Votre objectif:
Recopiez à l'identique toutes les lignes du matériel ci-dessous, en laissant les images hors de votre réponse.

+ + + + +

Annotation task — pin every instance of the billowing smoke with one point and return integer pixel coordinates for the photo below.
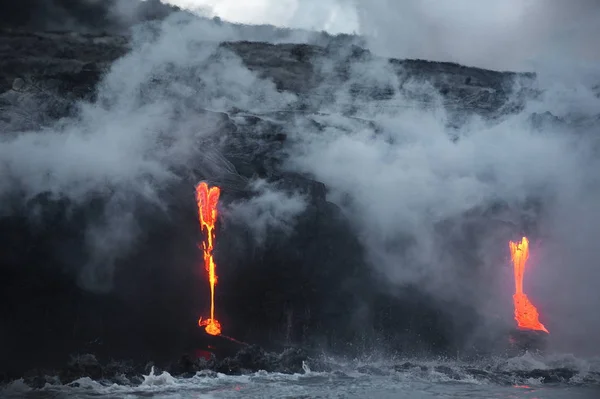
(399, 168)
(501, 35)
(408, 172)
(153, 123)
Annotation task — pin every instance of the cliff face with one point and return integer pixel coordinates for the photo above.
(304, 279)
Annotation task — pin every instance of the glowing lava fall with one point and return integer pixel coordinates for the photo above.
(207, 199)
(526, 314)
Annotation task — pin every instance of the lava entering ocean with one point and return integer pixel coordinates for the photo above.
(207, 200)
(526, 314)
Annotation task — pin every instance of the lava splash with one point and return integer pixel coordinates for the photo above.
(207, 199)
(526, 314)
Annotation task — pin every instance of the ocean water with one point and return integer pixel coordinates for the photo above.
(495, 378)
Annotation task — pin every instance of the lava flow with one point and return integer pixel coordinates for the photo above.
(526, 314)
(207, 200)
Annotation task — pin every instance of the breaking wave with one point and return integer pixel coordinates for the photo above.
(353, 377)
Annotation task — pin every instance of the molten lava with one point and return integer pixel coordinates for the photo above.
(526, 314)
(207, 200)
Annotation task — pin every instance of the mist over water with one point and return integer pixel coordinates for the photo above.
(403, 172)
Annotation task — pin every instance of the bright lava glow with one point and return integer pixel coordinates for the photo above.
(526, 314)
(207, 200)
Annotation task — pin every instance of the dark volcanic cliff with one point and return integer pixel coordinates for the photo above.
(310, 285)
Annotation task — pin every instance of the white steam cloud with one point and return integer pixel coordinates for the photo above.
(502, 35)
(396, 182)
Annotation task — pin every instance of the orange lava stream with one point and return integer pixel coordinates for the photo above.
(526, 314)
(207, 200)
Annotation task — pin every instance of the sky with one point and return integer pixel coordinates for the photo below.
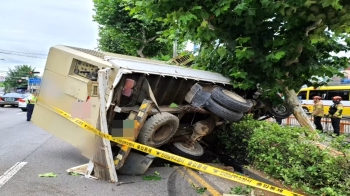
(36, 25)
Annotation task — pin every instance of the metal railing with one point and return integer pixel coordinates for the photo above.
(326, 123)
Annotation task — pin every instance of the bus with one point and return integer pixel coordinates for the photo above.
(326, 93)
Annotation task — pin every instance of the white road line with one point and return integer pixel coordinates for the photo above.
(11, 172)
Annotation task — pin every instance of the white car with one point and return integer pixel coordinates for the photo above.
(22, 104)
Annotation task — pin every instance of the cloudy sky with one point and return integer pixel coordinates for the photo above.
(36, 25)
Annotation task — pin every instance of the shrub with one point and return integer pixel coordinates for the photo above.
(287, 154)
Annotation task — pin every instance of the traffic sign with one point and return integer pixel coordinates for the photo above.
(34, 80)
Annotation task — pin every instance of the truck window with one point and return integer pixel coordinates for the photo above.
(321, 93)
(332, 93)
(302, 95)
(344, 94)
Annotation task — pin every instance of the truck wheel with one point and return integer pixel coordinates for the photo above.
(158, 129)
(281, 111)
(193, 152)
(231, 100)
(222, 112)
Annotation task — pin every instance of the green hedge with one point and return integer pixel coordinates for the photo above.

+ + + + +

Réponse finale:
Annotation task — pin every instance of the billowing smoke with one point and return integer pixel coordinates for the photo below.
(399, 168)
(501, 35)
(408, 172)
(153, 123)
Annotation task — pin every instance of the cliff face with one point and return integer pixel coordinates for the photo above.
(304, 279)
Annotation task — pin every instance of the glowing lava fall with one point and return integer pixel coordinates for the photo above.
(207, 199)
(526, 314)
Annotation task — pin every instance of the lava entering ocean with one point and return integer pixel coordinates for the photo above.
(207, 200)
(526, 314)
Annotation task — pin every instance of the lava splash with one point and return integer pixel coordinates for the photo above.
(207, 199)
(526, 314)
Annotation task — pin every instance of the ocean water with one point and return integer pixel coordinates for the photo above.
(495, 378)
Annotation task — pin every instance of the lava flow with one point and return integer pixel coordinates for the photo above.
(526, 314)
(207, 200)
Annotation task — pin every instance of the breaking wave with one point and return integer pixel coordinates for the photo above.
(353, 377)
Annotation task — pin every instance of the molten lava with one point and return integer pixel coordinates for the photo above.
(526, 314)
(207, 200)
Annotation task — pin every instance of the mist over water with one point and return integer pixel coordinates for the photo above.
(403, 172)
Annotation task — pin every instance of the bright lava glow with one point and return integer pixel coordinates for the photo above.
(526, 314)
(207, 200)
Annotation task — pin every instance of the dark volcanic cliff with one point and return integer pixel coordinates for the photo above.
(310, 285)
Annotation task — pin every instance of the white steam cloud with one point and return integer pixel coordinates for the photo above.
(502, 35)
(396, 182)
Annotation task — pin every instance of the orange lava stream with one point and return integer pixel coordinates for the photo above.
(526, 314)
(207, 200)
Annotation task — pin every instance of the sky with one point and return integer pixel coordinates for the photo below.
(36, 25)
Annotation task — pin every instance of the metal railing with one point and return integer pixel coordinates for the photo above.
(326, 123)
Annotation task — pin every instance of the bus with one point and return integer pixel coordinates for the photo above.
(326, 93)
Annotation task — pin every instance of the white road line with one point and return integer pixel coordinates for the photo above.
(11, 172)
Annotation task — pin every instance of the white car with one point and return integer pixel coordinates for the photo above.
(22, 104)
Annotation task — pin every instance of the cloudy sky with one point and return integer pixel coordinates for the photo above.
(36, 25)
Annotation task — pin every instance of the shrub with one point and return integer pixel coordinates for the photo above.
(287, 154)
Annotation task — pin every instance of the traffic sign with one point and return integer pixel coordinates for the photo above.
(34, 80)
Annotation task — pin every instance of the truck window with one point and return integer pixel coordinates for the photo above.
(321, 93)
(332, 93)
(302, 95)
(344, 94)
Annotation task — pin every instance of the truck wheel with one point and return integer pixel coordinates for the photo above.
(158, 129)
(281, 111)
(193, 152)
(231, 100)
(222, 112)
Annotation task — pin every instance of the green hedge with one point and return integer pixel coordinates for the photo above.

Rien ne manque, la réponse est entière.